INSTRUCTION
Would you write out the entries below, every one of them, exactly?

[Object pointing dataset rows]
----------------------------------------

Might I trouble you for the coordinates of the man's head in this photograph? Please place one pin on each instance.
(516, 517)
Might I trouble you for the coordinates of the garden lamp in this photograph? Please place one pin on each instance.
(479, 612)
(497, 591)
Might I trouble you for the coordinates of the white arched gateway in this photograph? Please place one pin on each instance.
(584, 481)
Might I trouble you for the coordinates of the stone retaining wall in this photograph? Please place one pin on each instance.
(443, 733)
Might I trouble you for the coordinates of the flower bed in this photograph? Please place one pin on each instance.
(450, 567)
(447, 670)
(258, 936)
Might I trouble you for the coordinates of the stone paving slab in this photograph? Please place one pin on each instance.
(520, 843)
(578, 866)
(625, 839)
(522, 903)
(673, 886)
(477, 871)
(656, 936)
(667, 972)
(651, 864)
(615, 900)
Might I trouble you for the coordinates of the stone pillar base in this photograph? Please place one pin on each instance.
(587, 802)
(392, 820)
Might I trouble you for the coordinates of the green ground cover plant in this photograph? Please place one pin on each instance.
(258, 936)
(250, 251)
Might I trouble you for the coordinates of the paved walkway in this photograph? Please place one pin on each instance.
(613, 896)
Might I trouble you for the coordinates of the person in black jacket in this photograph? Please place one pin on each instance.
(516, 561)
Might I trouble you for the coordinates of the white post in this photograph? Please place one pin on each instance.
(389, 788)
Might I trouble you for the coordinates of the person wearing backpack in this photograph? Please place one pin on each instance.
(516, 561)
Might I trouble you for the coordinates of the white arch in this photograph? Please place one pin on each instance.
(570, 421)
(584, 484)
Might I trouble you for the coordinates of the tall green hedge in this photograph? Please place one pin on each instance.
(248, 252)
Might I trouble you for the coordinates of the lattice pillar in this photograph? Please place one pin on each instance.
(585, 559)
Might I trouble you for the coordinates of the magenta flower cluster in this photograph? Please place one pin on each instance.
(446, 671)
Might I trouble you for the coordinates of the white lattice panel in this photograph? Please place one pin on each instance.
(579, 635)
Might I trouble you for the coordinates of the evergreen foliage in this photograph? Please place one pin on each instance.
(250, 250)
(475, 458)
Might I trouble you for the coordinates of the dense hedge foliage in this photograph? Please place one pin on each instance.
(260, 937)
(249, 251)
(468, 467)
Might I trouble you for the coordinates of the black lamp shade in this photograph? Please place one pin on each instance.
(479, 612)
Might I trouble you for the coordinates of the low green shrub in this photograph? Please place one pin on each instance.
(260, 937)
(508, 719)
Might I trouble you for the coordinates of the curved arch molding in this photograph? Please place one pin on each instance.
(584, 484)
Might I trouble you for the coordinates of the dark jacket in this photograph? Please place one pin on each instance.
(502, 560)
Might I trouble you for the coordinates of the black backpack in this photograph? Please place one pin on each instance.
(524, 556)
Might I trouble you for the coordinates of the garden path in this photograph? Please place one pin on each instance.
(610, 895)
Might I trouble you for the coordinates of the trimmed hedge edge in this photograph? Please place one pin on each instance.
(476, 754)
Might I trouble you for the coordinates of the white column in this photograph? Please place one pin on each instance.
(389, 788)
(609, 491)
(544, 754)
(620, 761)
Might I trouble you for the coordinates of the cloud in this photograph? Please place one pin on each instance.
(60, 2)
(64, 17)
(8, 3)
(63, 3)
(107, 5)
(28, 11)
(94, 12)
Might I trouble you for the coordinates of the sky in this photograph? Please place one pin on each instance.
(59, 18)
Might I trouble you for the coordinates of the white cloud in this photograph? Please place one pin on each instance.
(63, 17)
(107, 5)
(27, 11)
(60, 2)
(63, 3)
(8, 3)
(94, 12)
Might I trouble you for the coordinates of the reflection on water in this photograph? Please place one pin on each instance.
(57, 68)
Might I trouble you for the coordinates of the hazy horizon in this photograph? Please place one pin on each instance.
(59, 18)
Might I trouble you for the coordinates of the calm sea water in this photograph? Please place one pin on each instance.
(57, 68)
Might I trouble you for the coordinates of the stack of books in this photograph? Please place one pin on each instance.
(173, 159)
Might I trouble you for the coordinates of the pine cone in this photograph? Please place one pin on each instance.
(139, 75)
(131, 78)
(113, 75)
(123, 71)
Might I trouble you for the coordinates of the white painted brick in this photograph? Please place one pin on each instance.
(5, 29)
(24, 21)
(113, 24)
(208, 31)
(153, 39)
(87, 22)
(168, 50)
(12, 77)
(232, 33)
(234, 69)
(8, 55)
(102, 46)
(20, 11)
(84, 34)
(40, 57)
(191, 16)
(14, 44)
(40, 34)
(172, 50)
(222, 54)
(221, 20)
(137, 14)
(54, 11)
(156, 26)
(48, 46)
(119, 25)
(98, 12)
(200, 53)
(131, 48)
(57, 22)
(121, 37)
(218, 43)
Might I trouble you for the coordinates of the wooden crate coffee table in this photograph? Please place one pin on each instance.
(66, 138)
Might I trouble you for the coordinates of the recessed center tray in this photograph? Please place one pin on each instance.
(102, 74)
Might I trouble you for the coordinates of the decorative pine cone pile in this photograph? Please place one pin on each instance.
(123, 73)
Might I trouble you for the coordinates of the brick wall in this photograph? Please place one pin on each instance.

----------------------------------------

COMPLETED TASK
Might I trouble you for the coordinates of the man's head in this photograph? Please place one pin on each instance.
(516, 517)
Might I trouble you for the coordinates of the garden lamp in this photograph? Please place one pin on each instance.
(479, 612)
(497, 591)
Might I trouble you for the coordinates of the white arched gateway in this photograph? Please place one pin on each instance.
(584, 481)
Might I trouble you for the coordinates of the stone retaining wall in this photograph? Please place one pin on each instance.
(443, 733)
Might I trouble you for the coordinates of the flower bed in this photograph? Please place one pin on each instance.
(450, 567)
(447, 670)
(258, 936)
Might I trouble you for the coordinates of the stone paving slab in this photograph? Please place one pin on each instance.
(520, 843)
(578, 866)
(625, 839)
(522, 903)
(673, 886)
(477, 871)
(656, 936)
(667, 972)
(651, 864)
(615, 900)
Might I trouble you for the coordinates of the stone pillar base in this photograph? Please place one pin on each instance.
(587, 802)
(392, 820)
Might I trouble you for the coordinates of the green ground cover plant in this photograph? Please place one pin on each instance.
(258, 936)
(250, 251)
Might I trouble you for the coordinates of the paved walkway in this photograph? Please place one pin on each instance.
(613, 896)
Might I trouble you for the coordinates of the person in black jacket in this photograph? Please place one pin on each instance.
(516, 561)
Might I trouble you for the coordinates of the white post in this photograph? Please place one pin on each instance.
(389, 788)
Might I trouble you for the coordinates of the person wearing backpack in this photograph? Please place one pin on each instance.
(516, 561)
Might I trouble you for the coordinates of the white arch in this photograph? Please place one pin on each instance.
(570, 421)
(584, 484)
Might I trouble you for the coordinates of the tall green hedge in this photograph? Please place one pin on each instance.
(248, 252)
Might I trouble you for the coordinates of the lattice pillar in this photograph? Please place one pin on each instance.
(585, 559)
Might I trouble you for the coordinates of the magenta flower cluster in this photograph? Please place one pin on each instance.
(446, 671)
Might I trouble you for the coordinates of the white lattice panel in this photograph? Please place one pin on each instance.
(579, 635)
Might I trouble you for the coordinates of the evergreen foliage in this photograph? Please place one pin on each instance.
(250, 250)
(475, 458)
Might I trouble you for the coordinates of the dense hedge foliage in this photograph? Please place one pin on each instance.
(260, 937)
(249, 251)
(468, 467)
Might I trouble you for the coordinates of the black lamp shade in this photograph? Please place one pin on each instance.
(479, 612)
Might I trouble you for the coordinates of the low green shrub in this photograph? Please place one pin on each instance.
(260, 937)
(508, 719)
Might I trouble you for the coordinates of the curved arch molding in this photograph? Please place one pin on each instance.
(584, 484)
Might I trouble you for the coordinates of the dark jacket in this photograph? Please place one pin on each instance.
(502, 560)
Might I trouble you for the coordinates of the black backpack in this photograph? Please place one pin on each instance.
(524, 556)
Might I trouble you for the coordinates of the garden path in this photograph? Please place one pin on each instance.
(610, 895)
Might I trouble you for the coordinates of the trimmed hedge edge in this photograph? Please place one pin on each instance.
(476, 754)
Might I trouble you for the coordinates of the white column in this photograph? Please place one pin on each instance.
(389, 788)
(609, 491)
(544, 754)
(620, 761)
Might I trouble you for the coordinates of the cloud in this photograph? Please place one pin on each instance.
(60, 2)
(64, 17)
(8, 3)
(63, 3)
(107, 5)
(28, 11)
(94, 12)
Might I trouble you for the coordinates of the sky in this photograph? Please place one pin on each instance.
(59, 18)
Might I trouble you for the coordinates of the white cloud in this photograph? Please place one pin on each instance.
(63, 17)
(107, 5)
(27, 11)
(60, 2)
(63, 3)
(8, 3)
(94, 12)
Might I trouble you for the coordinates of the reflection on water in this photograph? Please place one pin on each instance.
(57, 68)
Might I trouble you for the coordinates of the hazy horizon in this photograph? Please place one pin on each instance.
(59, 18)
Might I trouble you for the coordinates of the calm sea water in this photograph? Please place one pin on each instance.
(57, 68)
Might I trouble you for the coordinates of the stack of books in this photograph? Please place one pin on each instance.
(173, 159)
Might I trouble you for the coordinates of the pine cone in this photograph? Please place one pin on each instance.
(139, 75)
(131, 78)
(113, 75)
(123, 71)
Might I trouble you for the coordinates of the white painted brick in this photograph? Please place one pin on each instance.
(5, 29)
(24, 21)
(113, 24)
(208, 31)
(153, 39)
(87, 22)
(168, 50)
(12, 77)
(232, 33)
(234, 69)
(8, 55)
(102, 46)
(20, 11)
(84, 34)
(40, 57)
(191, 16)
(14, 44)
(40, 34)
(172, 50)
(222, 54)
(221, 20)
(137, 14)
(54, 11)
(156, 26)
(48, 46)
(119, 25)
(98, 12)
(200, 53)
(131, 48)
(57, 22)
(121, 37)
(218, 43)
Might I trouble you for the coordinates of the wooden crate coffee table in this photograph? Please place one pin on each instance.
(66, 138)
Might I trouble you for the coordinates of the recessed center tray in this photograph? Please place one pin on each instance.
(102, 74)
Might I trouble you for the coordinates of the decorative pine cone pile in this photograph? Please place one pin on each instance.
(123, 73)
Might I trouble you for the coordinates of the brick wall in this photograph? Please place one pin on each instance.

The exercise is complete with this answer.